## TASK REQUIREMENTS
Return all of the data below verbatim, line for line, and omit any picture from your answer.

## STORED DATA
** START **

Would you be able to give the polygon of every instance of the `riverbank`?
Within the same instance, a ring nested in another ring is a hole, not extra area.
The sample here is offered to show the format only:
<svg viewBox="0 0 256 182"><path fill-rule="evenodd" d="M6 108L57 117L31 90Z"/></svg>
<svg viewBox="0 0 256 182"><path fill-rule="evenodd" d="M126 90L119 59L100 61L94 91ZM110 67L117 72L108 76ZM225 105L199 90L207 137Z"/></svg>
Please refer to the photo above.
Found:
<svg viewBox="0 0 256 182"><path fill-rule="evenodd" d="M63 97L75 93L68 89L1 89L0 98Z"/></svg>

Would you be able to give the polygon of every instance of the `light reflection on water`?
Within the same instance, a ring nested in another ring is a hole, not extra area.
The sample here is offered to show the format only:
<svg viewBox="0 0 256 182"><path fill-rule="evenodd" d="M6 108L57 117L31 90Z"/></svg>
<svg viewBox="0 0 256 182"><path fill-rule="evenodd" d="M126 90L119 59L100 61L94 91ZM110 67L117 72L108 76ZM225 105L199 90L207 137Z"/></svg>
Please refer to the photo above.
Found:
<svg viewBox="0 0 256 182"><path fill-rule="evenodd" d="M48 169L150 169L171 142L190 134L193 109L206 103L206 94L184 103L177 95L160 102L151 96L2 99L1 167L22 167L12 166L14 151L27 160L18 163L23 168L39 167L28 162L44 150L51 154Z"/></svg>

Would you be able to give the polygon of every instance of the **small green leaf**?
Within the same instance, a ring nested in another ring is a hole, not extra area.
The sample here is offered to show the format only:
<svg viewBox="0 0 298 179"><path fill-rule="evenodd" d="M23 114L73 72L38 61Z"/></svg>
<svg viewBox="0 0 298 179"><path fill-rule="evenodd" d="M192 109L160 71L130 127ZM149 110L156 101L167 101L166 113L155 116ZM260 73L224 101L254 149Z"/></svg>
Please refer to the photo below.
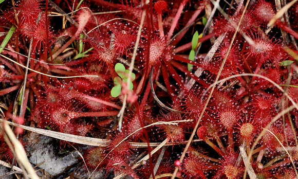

** END **

## PROBLEM SOLUTION
Would you be able to give the polygon of every instance of the `riverbank`?
Within the same instance, a ring nested in another ring is a hole, not extra area.
The sample here is offered to show the format only:
<svg viewBox="0 0 256 182"><path fill-rule="evenodd" d="M6 108L57 117L31 90Z"/></svg>
<svg viewBox="0 0 256 182"><path fill-rule="evenodd" d="M126 90L119 59L100 61L94 91ZM110 67L117 72L108 76ZM225 105L199 90L207 137Z"/></svg>
Please refer to the photo above.
Found:
<svg viewBox="0 0 256 182"><path fill-rule="evenodd" d="M63 97L75 93L68 89L1 89L0 98Z"/></svg>

Would you be able to give the polygon of every instance of the `light reflection on water`?
Within the same instance, a ring nested in another ring is a hole, not extra area.
The sample here is offered to show the format only:
<svg viewBox="0 0 256 182"><path fill-rule="evenodd" d="M6 108L57 117L31 90Z"/></svg>
<svg viewBox="0 0 256 182"><path fill-rule="evenodd" d="M126 90L119 59L100 61L94 91ZM110 67L117 72L108 76ZM225 105L199 90L207 137Z"/></svg>
Please refer to the photo above.
Found:
<svg viewBox="0 0 256 182"><path fill-rule="evenodd" d="M48 169L150 169L171 142L190 134L193 109L206 103L206 94L184 103L177 95L160 102L151 96L2 99L1 167L22 167L12 166L14 151L27 160L18 163L23 168L39 167L28 162L44 150L51 154Z"/></svg>

Would you be able to give the polygon of every instance of the **small green leaf**?
Within the same instance, a ring nested in another ring is a hole, not extra area.
The sample here is offered to show the format only:
<svg viewBox="0 0 298 179"><path fill-rule="evenodd" d="M23 114L73 72L38 61Z"/></svg>
<svg viewBox="0 0 298 179"><path fill-rule="evenodd" d="M192 109L160 71L130 127ZM149 110L156 101L167 101L166 113L155 116ZM260 73L224 101L254 149Z"/></svg>
Please refer to the photo below.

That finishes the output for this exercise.